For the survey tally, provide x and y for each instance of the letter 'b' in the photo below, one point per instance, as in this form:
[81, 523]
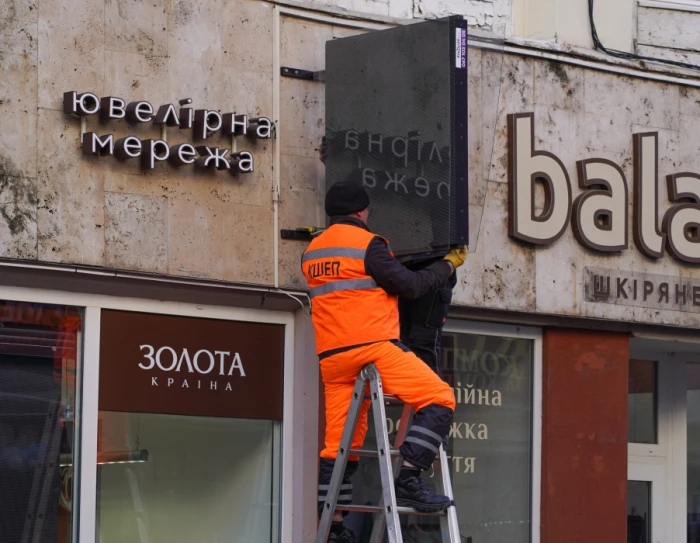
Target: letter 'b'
[525, 168]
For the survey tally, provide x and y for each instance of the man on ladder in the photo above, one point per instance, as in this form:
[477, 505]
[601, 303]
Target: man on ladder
[355, 282]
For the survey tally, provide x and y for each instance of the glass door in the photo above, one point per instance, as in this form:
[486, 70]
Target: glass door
[646, 503]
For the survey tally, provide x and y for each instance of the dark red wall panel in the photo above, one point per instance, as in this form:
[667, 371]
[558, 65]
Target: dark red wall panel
[584, 437]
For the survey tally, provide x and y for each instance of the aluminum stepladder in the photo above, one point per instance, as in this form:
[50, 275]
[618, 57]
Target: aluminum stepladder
[387, 512]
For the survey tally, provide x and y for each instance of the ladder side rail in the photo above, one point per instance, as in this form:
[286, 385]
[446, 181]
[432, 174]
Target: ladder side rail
[385, 468]
[449, 525]
[406, 421]
[341, 460]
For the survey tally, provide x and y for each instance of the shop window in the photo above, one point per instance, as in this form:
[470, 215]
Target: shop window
[642, 401]
[489, 449]
[693, 414]
[189, 429]
[638, 511]
[173, 478]
[40, 348]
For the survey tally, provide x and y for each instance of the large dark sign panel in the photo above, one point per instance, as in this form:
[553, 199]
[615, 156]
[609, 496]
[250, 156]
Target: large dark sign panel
[396, 120]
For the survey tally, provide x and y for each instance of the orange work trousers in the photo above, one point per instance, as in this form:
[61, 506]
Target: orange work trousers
[403, 374]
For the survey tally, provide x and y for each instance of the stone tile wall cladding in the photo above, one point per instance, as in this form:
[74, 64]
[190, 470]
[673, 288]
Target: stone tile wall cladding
[61, 206]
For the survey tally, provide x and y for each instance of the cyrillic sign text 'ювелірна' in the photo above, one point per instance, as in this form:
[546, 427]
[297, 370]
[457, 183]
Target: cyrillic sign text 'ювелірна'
[203, 123]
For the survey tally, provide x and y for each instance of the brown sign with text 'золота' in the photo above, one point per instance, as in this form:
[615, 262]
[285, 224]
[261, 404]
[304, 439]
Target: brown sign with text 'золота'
[190, 366]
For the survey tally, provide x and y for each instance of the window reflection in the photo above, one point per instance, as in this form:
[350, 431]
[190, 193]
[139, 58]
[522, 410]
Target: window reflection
[642, 399]
[638, 511]
[693, 413]
[39, 352]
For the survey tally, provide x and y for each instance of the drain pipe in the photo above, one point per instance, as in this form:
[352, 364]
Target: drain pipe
[276, 150]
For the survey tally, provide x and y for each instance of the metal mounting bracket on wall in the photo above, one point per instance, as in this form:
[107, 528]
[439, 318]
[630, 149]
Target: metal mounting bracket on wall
[308, 75]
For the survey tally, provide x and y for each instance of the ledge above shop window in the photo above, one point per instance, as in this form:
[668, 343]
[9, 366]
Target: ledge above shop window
[677, 5]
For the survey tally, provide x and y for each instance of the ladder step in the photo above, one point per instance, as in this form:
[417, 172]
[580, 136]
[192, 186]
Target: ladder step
[376, 509]
[372, 452]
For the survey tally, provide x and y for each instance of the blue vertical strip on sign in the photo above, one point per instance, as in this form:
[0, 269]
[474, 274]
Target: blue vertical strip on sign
[458, 66]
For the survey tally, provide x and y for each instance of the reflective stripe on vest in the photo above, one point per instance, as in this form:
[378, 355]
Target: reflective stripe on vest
[347, 284]
[334, 251]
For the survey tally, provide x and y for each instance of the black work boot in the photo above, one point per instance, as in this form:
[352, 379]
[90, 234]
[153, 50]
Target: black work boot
[340, 534]
[412, 492]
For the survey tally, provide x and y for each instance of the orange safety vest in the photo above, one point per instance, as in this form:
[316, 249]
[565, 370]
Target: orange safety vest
[347, 306]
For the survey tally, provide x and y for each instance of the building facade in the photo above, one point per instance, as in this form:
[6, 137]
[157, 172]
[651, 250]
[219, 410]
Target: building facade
[158, 378]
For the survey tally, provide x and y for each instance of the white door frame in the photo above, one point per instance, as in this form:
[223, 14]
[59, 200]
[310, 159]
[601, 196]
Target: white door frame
[534, 334]
[654, 473]
[85, 497]
[668, 458]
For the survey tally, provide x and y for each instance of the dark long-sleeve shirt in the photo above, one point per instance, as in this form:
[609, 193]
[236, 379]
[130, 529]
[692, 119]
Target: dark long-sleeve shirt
[393, 276]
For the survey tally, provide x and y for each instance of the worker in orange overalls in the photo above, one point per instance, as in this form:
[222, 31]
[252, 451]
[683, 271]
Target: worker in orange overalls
[355, 282]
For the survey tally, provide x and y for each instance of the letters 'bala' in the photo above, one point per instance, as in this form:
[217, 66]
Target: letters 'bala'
[600, 213]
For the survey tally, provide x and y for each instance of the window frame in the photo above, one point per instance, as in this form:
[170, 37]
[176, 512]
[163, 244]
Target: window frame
[675, 5]
[669, 454]
[87, 390]
[458, 326]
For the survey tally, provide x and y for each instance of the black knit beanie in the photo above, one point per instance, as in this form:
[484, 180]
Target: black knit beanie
[345, 197]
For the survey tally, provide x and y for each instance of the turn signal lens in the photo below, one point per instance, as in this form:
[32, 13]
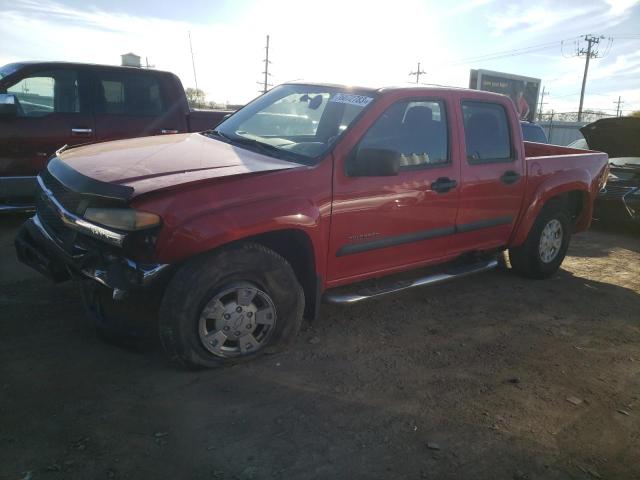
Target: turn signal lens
[122, 218]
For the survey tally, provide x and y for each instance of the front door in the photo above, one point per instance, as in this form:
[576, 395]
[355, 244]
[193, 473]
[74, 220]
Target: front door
[130, 104]
[385, 223]
[52, 111]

####

Copy out every one of the entries above word for word, leaving the pictures out.

For the survey tally, provide x and y for each instance of the letter 'b' in the photo below, one point per instance, as in this form:
[81, 523]
Target: letter 'b'
[525, 168]
For the survey tally, provide x and y for each instance of the man on ladder in the photo above, one point per instance, as in this form:
[477, 505]
[601, 303]
Target: man on ladder
[355, 282]
For the survey tally, provide x and y for each instance of the glass door in the photo above, one point per instance, as in this form:
[486, 70]
Target: glass door
[646, 503]
For the survey tally, provide x and y for each instance of the dark red wall panel in the photo above, one point per instance, as in this form:
[667, 371]
[558, 65]
Target: dark red wall panel
[584, 437]
For the survey tally, provide x and y for each instance of the aluminum stepladder in the photo above, one point per instance, as in this form:
[50, 275]
[618, 57]
Target: aluminum stepladder
[387, 512]
For the survey tally, provide x and y for each instance of the ladder side rail in the photo above, one point per instance, as in this form:
[286, 385]
[446, 181]
[432, 174]
Target: ladder side rail
[385, 468]
[449, 525]
[406, 421]
[341, 460]
For the survey tally, provide x and y for each instance of the shop window in the photo above, one point per instance, as in this form:
[470, 215]
Target: shop window
[642, 401]
[489, 449]
[693, 414]
[189, 429]
[638, 511]
[173, 478]
[40, 348]
For the survey tally, provide x and y for each instance of the large dark sign panel in the photo above, one point per instance, as in this form:
[553, 199]
[615, 156]
[609, 496]
[250, 156]
Target: large dark sign panel
[396, 120]
For the survey tally, provide x and y for each instance of the orange work trousers in the photo above, one point per instance, as in this form:
[61, 506]
Target: orange work trousers
[403, 374]
For the survey tally, provide x and y for each instance of the stone tile wall cladding in the photo above, one point per instance, as in this form:
[74, 64]
[190, 470]
[673, 288]
Target: stone tile wall cladding
[61, 206]
For the survey tally, provide x and y for each instance of the cyrillic sign text 'ювелірна' in the photo above, one point per instance, as in this form:
[546, 427]
[297, 370]
[457, 183]
Target: cyrillic sign text 'ювелірна'
[203, 123]
For the survey tally, provide x and y for each instance of the brown sign with text 'золота' in the photo above, one point per instance, as in this form:
[615, 262]
[285, 224]
[261, 404]
[304, 439]
Target: brown sign with text 'золота'
[190, 366]
For the survey tally, provide x and y for each instance of the window reflection in the photo above, one point per instance, as in this form:
[350, 431]
[190, 193]
[139, 58]
[522, 410]
Target: window reflection
[642, 399]
[638, 511]
[693, 413]
[39, 352]
For the survey tally, provide x and y for each instance of the drain pipe in the photo above, one point per instance, as in this form:
[352, 364]
Target: drain pipe
[276, 150]
For the survey tally, provide x and y for each instance of the metal mounting bracket on wall in the photo above, one point per instance, as in this form:
[107, 528]
[439, 318]
[630, 149]
Target: metal mounting bracket on wall
[308, 75]
For the survey tally, provide x and y for each instance of the ledge above shop window in the photo above, one point per instance, as in this form:
[668, 343]
[9, 366]
Target: ledge above shop window
[677, 5]
For the survey tally, provide x and y for each instance of the ladder step in the photo above, one point per instance, as in this form:
[417, 172]
[580, 136]
[192, 186]
Target: ladder step
[376, 509]
[372, 452]
For the survey tally, provide x and y for each instance of the blue vertical strip on sign in the photo above, one point per instance, as in this form:
[0, 269]
[474, 274]
Target: blue vertical strip on sign
[458, 66]
For the survey tally, provide x and y for each instance of the reflective stripe on vest in the photo above, one point per instance, as in this form:
[378, 355]
Target: reflective stripe on vest
[347, 284]
[334, 251]
For the survey tally, provide x and y for each instance of the black work boot in the photo above, one point per instance, as in this form:
[352, 379]
[90, 234]
[153, 50]
Target: black work boot
[340, 534]
[412, 492]
For the survey tally, provide x and y for each instance of the orange safety vest in the photo above, one point per instance, as in this form:
[316, 249]
[565, 370]
Target: orange safety vest
[347, 306]
For the survey tally, provide x and y for each instance of the building facade in the photo above, one point per instance, as in this form:
[6, 137]
[157, 172]
[651, 250]
[219, 410]
Target: building facade
[158, 378]
For the survey tally, provide x and y for each instance of the white door frame in the photo above, one point per instance, as in this form:
[223, 14]
[59, 200]
[310, 159]
[601, 196]
Target: white door frame
[534, 334]
[654, 473]
[85, 497]
[668, 458]
For the survey tally, provide x and y for each instance of the dark long-sleeve shirt in the photo above, one point per instance, as in this form:
[609, 193]
[236, 379]
[130, 529]
[692, 119]
Target: dark long-sleeve shirt
[393, 276]
For the survey tally, provide x and y for each instance of the worker in orange overalls in the photo above, one point per instance, as in this form:
[222, 31]
[252, 451]
[683, 271]
Target: worker in orange overalls
[355, 282]
For the survey tally, provide x and y for each instance of the letters 'bala' in the photo above, one point per instance, as in this form:
[217, 66]
Target: letters 'bala'
[600, 213]
For the survey tally, provide x and y for each instance of the window frame in the photo above, one point per instance, as in this form:
[170, 37]
[176, 512]
[163, 244]
Target: window frame
[675, 5]
[669, 454]
[87, 390]
[458, 326]
For the survey tally, provide x and y for each instance of the black knit beanie in the photo above, one point per instance, as in this form:
[484, 180]
Target: black knit beanie
[345, 197]
For the survey tally, provide x and y for each instance of the turn signal lens in the photo below, one point per instance, as in this form:
[32, 13]
Target: turn signal lens
[122, 218]
For the survey tally, provide x and y for each instance of the front door in the photo above, one point per instance, as in this form:
[576, 395]
[355, 244]
[193, 473]
[74, 220]
Target: front door
[130, 104]
[385, 223]
[52, 111]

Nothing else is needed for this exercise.